··· Data supplied

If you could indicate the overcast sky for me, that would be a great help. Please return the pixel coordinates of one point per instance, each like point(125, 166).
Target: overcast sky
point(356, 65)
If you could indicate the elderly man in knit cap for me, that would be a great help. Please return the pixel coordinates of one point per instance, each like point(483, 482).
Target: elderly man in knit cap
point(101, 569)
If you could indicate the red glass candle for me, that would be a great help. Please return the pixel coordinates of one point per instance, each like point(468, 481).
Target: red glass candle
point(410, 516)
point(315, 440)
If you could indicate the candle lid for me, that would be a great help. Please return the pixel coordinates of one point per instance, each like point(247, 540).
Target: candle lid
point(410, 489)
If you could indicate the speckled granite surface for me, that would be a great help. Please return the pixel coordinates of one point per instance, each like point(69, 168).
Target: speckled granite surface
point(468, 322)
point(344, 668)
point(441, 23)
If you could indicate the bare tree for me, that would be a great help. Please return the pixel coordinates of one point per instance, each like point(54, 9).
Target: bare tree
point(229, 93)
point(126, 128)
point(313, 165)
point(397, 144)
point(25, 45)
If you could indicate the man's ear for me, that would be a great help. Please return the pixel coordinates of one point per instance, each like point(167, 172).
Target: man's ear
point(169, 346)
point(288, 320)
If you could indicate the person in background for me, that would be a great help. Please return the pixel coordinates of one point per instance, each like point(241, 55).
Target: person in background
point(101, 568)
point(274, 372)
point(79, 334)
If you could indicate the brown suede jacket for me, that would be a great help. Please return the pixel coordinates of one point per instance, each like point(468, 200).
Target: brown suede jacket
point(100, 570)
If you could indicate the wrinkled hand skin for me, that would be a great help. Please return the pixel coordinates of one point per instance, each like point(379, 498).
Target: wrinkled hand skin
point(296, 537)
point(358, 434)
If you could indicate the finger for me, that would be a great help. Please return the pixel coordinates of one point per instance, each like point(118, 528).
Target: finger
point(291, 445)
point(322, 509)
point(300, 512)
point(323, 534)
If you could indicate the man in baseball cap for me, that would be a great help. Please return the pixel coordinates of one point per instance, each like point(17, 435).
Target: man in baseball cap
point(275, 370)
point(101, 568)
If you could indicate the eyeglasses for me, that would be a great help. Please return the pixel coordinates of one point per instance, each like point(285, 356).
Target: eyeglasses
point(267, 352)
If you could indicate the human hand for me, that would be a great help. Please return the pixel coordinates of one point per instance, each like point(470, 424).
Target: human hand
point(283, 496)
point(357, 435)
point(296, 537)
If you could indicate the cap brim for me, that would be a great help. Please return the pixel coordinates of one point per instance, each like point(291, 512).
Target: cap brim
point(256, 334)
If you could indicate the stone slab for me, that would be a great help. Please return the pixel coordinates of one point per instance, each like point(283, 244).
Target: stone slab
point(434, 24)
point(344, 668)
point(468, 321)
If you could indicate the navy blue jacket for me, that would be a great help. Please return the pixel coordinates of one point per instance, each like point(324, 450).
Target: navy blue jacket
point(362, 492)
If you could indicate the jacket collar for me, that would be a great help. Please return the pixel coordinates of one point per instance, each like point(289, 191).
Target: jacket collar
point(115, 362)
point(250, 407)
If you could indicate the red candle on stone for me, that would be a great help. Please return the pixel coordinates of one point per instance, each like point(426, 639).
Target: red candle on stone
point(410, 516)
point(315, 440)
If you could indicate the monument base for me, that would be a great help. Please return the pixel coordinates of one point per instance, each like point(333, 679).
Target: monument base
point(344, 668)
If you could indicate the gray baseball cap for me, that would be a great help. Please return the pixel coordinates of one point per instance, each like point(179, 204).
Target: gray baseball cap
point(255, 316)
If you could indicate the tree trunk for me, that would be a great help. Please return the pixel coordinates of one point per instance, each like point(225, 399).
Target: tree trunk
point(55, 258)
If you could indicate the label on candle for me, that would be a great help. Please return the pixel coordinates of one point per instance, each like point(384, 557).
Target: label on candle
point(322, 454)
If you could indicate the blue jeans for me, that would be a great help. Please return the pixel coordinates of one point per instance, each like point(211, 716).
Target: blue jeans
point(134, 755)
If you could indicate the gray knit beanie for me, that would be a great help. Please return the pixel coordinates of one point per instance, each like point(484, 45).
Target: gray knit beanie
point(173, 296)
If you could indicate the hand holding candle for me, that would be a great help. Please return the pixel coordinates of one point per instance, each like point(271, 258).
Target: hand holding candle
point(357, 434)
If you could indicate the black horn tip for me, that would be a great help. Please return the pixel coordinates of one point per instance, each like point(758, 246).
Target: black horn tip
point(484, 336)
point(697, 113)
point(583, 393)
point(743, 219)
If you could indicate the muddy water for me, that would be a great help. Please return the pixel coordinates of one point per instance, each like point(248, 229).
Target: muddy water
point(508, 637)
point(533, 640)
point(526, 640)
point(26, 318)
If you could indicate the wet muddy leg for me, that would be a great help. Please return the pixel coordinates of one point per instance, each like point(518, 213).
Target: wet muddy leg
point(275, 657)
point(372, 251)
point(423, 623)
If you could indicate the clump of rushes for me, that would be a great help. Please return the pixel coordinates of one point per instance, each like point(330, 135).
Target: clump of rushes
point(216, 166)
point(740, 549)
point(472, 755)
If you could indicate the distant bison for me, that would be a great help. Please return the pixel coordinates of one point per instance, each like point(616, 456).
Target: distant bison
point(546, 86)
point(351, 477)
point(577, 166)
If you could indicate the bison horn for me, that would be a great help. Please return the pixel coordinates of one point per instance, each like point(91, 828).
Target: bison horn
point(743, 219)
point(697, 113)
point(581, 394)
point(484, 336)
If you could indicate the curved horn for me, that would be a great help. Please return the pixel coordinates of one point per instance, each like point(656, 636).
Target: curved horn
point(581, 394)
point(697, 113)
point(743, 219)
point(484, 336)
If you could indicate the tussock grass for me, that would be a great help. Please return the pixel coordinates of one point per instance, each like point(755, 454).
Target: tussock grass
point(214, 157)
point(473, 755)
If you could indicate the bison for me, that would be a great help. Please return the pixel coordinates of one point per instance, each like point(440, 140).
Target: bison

······

Written exercise:
Extract every line from the one containing "If you could indicate the distant" through the last line of the data, inclusive, exactly as written.

Result below:
If you could indicate the distant bison for me, that would be a great help. Please return the pixel coordinates of one point per instance, each like point(616, 456).
Target: distant bison
point(546, 86)
point(351, 477)
point(577, 166)
If you could indicate the bison horn for me, that would be a great help. Please return the pixel coordinates of one point per instance, each like point(91, 828).
Target: bison horn
point(743, 219)
point(697, 113)
point(581, 394)
point(484, 336)
If you could indicate the curved horn for me, that would be a great help. Please return the pixel coordinates of one point per instance, each like point(656, 636).
Target: curved horn
point(581, 394)
point(697, 113)
point(743, 219)
point(484, 336)
If you could indicate the tussock grass for me, that would be a great help. Please return the pixel coordinates of one point per instance, each like point(755, 454).
Target: tussock grass
point(214, 157)
point(473, 755)
If you could indicate the bison for me, that would be a great help. Please return the pixel coordinates of one point per instance, each like point(440, 140).
Target: bison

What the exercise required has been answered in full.